[Start of Attachment]
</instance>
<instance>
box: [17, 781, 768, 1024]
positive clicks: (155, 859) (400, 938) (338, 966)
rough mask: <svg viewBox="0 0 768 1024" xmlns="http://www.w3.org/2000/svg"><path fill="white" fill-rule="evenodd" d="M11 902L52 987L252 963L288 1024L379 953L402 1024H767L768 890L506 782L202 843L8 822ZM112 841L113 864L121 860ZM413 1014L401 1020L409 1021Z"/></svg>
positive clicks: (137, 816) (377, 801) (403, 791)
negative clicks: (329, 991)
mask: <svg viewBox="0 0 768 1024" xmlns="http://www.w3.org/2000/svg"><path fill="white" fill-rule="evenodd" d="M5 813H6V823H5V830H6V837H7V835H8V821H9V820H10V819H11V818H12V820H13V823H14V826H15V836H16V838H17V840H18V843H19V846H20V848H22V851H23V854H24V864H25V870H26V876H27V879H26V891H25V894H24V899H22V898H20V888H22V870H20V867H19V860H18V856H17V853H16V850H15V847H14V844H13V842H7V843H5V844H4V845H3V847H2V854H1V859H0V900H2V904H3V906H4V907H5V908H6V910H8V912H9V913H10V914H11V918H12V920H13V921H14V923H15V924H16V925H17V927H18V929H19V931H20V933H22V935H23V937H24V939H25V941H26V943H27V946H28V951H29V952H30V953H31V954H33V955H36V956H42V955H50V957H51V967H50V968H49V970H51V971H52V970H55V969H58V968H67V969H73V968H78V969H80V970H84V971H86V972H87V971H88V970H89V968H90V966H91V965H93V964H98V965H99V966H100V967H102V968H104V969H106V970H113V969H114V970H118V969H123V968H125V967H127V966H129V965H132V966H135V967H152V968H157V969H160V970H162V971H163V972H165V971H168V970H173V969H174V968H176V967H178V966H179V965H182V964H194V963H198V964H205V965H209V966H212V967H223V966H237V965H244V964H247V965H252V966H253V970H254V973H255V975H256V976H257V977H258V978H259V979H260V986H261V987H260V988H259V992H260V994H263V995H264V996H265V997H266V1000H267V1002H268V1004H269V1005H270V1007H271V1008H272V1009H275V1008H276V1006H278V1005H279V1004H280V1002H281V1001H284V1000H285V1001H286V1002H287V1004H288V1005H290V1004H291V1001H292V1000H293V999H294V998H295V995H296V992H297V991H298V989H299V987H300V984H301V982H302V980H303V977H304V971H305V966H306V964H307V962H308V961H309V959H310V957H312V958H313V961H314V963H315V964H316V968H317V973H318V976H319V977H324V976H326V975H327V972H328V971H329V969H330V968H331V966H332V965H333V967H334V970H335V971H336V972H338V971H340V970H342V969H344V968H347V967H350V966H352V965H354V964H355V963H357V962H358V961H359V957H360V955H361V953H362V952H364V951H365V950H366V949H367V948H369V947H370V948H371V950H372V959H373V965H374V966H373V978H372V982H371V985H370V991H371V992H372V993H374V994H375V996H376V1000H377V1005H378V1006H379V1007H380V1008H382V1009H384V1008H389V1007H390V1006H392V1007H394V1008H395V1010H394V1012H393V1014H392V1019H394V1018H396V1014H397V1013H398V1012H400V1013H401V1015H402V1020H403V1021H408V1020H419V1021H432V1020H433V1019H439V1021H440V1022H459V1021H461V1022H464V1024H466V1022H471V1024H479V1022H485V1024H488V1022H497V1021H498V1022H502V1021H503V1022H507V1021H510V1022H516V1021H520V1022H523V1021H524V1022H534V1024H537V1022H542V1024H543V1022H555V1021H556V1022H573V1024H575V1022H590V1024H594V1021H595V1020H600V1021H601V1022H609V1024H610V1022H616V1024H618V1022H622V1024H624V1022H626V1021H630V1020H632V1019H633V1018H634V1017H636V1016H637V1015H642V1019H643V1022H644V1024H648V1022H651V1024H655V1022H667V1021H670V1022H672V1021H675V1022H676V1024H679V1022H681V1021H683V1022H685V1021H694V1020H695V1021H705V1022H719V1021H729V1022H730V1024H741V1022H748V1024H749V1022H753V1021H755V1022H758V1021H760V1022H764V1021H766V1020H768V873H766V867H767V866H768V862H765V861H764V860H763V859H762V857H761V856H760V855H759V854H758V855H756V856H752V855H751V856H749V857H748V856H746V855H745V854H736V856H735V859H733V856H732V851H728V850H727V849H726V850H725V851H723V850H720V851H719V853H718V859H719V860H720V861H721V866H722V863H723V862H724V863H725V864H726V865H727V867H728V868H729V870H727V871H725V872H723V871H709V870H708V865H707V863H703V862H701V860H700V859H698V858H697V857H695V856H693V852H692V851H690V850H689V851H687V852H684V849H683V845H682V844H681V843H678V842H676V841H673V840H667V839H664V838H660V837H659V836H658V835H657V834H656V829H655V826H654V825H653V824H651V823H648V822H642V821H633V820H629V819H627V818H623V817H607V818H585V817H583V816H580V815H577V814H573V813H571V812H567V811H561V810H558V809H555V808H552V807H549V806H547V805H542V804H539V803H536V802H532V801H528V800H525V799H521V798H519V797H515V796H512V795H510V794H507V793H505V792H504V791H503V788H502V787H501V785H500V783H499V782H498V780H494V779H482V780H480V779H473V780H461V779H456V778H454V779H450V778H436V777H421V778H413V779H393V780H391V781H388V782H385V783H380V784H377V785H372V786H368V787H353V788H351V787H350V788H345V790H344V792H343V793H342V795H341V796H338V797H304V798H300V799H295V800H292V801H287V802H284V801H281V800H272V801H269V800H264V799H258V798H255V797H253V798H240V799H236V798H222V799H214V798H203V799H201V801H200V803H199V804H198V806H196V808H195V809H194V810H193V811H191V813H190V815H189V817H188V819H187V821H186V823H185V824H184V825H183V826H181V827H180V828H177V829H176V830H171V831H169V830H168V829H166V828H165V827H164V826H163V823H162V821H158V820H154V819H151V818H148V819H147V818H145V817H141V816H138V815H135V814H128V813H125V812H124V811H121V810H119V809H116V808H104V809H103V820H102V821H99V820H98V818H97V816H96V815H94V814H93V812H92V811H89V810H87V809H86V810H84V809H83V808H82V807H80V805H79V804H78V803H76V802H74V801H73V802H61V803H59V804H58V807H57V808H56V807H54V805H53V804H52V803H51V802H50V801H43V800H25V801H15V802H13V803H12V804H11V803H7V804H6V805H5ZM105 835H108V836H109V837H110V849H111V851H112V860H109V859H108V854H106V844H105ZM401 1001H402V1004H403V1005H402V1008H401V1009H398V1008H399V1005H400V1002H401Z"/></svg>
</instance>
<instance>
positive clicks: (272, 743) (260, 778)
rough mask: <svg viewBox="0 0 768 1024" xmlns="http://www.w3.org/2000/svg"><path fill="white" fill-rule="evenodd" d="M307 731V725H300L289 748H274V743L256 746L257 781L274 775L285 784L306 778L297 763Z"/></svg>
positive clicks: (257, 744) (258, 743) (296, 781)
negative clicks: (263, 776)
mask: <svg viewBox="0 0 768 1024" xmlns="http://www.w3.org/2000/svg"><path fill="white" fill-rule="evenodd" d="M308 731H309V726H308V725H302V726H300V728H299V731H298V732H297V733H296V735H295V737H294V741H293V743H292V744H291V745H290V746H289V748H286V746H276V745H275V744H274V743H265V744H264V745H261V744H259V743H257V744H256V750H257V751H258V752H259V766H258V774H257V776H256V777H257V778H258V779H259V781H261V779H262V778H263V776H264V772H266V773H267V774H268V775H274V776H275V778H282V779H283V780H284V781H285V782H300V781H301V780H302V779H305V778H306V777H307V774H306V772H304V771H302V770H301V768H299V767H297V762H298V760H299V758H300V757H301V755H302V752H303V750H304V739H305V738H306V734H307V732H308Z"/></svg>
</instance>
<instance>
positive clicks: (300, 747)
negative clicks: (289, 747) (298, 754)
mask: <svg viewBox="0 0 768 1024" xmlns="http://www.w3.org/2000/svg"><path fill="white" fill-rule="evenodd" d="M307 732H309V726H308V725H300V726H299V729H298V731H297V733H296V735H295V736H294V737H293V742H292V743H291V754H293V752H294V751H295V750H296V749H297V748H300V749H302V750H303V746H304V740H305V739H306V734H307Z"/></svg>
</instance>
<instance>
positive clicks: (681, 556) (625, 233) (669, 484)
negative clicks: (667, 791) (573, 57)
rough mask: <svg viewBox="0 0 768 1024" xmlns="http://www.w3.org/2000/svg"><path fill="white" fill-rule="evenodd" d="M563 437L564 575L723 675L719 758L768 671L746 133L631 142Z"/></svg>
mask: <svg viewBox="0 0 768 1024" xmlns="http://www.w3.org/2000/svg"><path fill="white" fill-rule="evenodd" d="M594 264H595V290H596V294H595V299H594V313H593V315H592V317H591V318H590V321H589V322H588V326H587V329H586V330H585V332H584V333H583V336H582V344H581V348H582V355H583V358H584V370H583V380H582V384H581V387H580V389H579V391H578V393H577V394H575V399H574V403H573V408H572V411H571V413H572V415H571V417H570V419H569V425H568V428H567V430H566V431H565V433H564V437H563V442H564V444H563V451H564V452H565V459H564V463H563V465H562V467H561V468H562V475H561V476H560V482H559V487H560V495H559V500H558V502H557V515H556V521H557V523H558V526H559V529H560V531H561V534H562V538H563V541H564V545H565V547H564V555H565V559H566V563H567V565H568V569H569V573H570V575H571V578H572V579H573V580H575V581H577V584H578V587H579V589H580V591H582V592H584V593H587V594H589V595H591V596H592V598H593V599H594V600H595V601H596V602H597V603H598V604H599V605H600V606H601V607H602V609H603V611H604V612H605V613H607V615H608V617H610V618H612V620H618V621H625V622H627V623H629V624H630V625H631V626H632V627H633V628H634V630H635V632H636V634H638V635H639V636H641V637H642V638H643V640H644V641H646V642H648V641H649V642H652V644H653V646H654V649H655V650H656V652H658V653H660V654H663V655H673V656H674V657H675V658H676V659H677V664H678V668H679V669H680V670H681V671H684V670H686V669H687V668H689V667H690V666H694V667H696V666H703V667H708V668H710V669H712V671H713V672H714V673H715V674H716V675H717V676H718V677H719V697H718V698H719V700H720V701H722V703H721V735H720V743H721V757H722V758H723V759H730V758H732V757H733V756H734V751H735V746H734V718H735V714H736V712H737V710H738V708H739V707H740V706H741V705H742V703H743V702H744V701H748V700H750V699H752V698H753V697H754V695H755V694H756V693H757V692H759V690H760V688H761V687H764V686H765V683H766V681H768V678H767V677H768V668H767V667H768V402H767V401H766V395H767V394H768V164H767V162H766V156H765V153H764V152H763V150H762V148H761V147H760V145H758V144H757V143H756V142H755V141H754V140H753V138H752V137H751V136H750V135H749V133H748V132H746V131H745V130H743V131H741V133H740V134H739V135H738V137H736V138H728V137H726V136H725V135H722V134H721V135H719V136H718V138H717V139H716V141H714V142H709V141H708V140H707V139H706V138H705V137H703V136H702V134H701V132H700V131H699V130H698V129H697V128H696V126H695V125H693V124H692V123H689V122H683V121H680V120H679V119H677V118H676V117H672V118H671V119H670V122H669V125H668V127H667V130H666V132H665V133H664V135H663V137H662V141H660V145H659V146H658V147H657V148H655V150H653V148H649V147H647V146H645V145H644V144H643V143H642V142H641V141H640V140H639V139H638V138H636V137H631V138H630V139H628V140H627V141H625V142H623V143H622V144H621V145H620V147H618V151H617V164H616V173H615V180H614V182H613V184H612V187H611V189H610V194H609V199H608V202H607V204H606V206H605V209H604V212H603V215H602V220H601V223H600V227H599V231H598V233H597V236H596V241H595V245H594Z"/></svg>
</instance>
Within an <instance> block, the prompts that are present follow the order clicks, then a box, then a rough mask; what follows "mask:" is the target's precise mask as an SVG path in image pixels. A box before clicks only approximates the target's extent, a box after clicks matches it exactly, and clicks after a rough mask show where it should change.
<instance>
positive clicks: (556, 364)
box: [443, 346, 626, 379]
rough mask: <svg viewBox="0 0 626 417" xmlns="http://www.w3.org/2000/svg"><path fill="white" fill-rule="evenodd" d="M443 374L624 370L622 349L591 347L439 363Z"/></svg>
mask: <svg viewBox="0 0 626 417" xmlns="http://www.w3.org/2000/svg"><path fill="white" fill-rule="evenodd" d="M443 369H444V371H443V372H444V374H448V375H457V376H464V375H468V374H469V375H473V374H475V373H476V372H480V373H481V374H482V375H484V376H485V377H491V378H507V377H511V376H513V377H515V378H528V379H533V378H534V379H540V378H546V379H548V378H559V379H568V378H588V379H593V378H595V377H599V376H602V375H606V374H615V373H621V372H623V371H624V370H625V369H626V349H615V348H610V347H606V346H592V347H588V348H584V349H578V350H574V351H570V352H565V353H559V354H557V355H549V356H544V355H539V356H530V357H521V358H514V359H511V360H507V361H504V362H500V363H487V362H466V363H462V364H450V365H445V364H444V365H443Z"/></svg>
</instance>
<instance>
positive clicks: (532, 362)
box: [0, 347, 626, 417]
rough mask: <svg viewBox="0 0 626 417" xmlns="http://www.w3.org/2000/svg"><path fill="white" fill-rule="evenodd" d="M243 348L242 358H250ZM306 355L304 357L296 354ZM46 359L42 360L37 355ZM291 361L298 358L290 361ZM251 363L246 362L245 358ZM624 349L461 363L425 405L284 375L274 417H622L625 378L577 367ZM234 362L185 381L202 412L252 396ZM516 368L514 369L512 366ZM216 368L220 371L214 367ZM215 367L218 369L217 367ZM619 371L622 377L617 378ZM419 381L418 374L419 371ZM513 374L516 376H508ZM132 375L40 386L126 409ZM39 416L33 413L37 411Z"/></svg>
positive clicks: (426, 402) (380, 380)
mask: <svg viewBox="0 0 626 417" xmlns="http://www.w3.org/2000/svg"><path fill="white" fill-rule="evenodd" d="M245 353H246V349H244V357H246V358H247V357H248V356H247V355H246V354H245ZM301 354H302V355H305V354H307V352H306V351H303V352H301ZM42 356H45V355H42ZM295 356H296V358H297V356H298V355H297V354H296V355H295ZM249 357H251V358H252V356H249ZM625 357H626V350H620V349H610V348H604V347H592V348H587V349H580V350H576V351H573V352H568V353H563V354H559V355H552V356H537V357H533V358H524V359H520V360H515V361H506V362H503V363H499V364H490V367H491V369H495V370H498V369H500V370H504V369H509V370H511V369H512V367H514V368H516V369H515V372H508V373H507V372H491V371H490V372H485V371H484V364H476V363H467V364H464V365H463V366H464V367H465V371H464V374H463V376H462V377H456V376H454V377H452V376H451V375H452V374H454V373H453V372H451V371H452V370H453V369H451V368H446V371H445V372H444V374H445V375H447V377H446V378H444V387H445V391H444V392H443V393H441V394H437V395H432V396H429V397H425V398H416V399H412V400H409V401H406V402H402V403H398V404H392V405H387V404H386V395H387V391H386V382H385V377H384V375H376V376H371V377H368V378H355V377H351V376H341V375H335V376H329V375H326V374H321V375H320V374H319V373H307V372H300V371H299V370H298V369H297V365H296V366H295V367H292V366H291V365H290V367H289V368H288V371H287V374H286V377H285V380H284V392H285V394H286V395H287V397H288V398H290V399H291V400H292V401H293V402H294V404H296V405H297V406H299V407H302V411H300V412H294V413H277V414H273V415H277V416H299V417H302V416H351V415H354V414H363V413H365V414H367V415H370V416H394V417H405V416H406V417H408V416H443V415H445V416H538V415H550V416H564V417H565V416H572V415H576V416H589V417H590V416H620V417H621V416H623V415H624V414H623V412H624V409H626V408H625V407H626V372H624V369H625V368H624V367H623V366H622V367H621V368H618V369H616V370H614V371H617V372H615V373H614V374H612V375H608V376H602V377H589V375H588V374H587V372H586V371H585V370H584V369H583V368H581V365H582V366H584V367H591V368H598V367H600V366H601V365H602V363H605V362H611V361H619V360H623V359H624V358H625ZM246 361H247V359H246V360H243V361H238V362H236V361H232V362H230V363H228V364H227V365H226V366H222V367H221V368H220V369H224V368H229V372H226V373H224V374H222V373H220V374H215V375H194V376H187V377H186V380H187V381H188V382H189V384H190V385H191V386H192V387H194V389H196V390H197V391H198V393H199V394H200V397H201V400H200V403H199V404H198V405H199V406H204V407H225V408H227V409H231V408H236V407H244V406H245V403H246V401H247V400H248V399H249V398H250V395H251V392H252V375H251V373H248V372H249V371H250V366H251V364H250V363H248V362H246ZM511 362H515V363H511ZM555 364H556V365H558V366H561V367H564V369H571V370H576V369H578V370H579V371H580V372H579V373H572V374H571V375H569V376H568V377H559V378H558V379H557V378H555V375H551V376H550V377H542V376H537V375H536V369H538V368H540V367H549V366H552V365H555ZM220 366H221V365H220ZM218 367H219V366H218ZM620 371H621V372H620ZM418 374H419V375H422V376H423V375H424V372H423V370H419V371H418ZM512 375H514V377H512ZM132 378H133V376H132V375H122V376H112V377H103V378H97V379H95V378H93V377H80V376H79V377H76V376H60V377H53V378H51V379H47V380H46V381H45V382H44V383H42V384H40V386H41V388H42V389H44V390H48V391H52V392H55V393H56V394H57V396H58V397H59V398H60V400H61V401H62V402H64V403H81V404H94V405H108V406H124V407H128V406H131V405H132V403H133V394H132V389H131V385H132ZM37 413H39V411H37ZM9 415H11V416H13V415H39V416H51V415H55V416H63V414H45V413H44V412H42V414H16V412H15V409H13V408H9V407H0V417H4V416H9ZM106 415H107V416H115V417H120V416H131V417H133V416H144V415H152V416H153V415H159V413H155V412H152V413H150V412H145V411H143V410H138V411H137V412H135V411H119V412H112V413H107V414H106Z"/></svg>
[End of Attachment]
Could you return exactly the lines above from the line with "positive clicks: (272, 743) (260, 778)" to the line with "positive clicks: (257, 744)", both included, and nothing else?

Your solution:
positive clicks: (272, 743) (260, 778)
rough mask: <svg viewBox="0 0 768 1024" xmlns="http://www.w3.org/2000/svg"><path fill="white" fill-rule="evenodd" d="M307 731V725H300L289 748H274V743L256 746L257 781L274 775L285 784L306 778L297 763Z"/></svg>
positive clicks: (257, 744) (258, 743) (296, 781)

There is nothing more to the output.